#### [EXERCISE]
Beginning with the line containing "[tag] red camper" and ending with the last line of the records, set down every line exactly.

#### [DATA FOR THIS EXERCISE]

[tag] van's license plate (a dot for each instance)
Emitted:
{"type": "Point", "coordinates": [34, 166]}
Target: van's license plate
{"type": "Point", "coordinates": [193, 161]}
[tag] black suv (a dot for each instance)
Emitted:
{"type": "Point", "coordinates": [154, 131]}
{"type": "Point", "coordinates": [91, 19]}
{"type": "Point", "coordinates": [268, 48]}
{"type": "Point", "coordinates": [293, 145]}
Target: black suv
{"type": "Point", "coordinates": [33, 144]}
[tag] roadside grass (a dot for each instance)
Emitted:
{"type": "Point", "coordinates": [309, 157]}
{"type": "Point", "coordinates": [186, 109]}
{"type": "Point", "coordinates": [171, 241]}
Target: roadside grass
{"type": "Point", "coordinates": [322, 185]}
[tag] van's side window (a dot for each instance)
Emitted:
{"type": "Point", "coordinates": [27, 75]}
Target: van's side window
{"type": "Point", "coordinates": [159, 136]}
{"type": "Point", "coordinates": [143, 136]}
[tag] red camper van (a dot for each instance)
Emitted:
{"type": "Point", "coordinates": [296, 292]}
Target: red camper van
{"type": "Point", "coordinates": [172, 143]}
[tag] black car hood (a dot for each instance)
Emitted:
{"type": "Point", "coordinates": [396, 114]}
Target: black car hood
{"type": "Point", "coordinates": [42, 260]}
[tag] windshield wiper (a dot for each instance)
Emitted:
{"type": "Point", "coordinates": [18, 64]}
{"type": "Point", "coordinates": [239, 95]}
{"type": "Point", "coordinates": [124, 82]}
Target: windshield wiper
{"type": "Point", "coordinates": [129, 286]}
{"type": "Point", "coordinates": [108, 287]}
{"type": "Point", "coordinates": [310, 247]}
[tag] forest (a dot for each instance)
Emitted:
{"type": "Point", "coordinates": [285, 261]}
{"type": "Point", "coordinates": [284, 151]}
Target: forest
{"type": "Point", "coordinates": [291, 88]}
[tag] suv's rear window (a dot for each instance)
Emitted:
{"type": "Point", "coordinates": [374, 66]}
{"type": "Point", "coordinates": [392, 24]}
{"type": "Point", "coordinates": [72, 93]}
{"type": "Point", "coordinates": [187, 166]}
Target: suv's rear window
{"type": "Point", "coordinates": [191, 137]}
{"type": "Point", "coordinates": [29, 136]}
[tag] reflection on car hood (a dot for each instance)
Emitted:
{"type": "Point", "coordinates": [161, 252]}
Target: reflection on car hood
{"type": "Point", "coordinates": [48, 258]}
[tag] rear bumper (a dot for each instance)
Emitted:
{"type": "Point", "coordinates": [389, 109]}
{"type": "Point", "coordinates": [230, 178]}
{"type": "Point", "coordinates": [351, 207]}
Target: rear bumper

#### [COMPLETE RESPONSE]
[tag] red camper van (a dot for each instance)
Emitted:
{"type": "Point", "coordinates": [296, 292]}
Target: red camper van
{"type": "Point", "coordinates": [172, 143]}
[tag] black car hood (a dot for each instance)
Emitted:
{"type": "Point", "coordinates": [396, 114]}
Target: black car hood
{"type": "Point", "coordinates": [42, 260]}
[tag] windshield wiper (a dot for each instance)
Emitted:
{"type": "Point", "coordinates": [18, 64]}
{"type": "Point", "coordinates": [239, 95]}
{"type": "Point", "coordinates": [124, 82]}
Target: windshield wiper
{"type": "Point", "coordinates": [129, 286]}
{"type": "Point", "coordinates": [108, 287]}
{"type": "Point", "coordinates": [310, 247]}
[tag] forest (a dot for each instance)
Emitted:
{"type": "Point", "coordinates": [285, 261]}
{"type": "Point", "coordinates": [284, 151]}
Target: forest
{"type": "Point", "coordinates": [291, 88]}
[tag] suv's rear window (a dot for each instance)
Emitted:
{"type": "Point", "coordinates": [374, 66]}
{"type": "Point", "coordinates": [392, 24]}
{"type": "Point", "coordinates": [72, 93]}
{"type": "Point", "coordinates": [187, 166]}
Target: suv's rear window
{"type": "Point", "coordinates": [191, 137]}
{"type": "Point", "coordinates": [29, 136]}
[tag] reflection on car hood (a dot for each instance)
Emitted:
{"type": "Point", "coordinates": [161, 252]}
Target: reflection on car hood
{"type": "Point", "coordinates": [48, 258]}
[tag] rear bumper (a dot for each instance)
Emitted:
{"type": "Point", "coordinates": [389, 109]}
{"type": "Point", "coordinates": [230, 178]}
{"type": "Point", "coordinates": [351, 207]}
Target: rear bumper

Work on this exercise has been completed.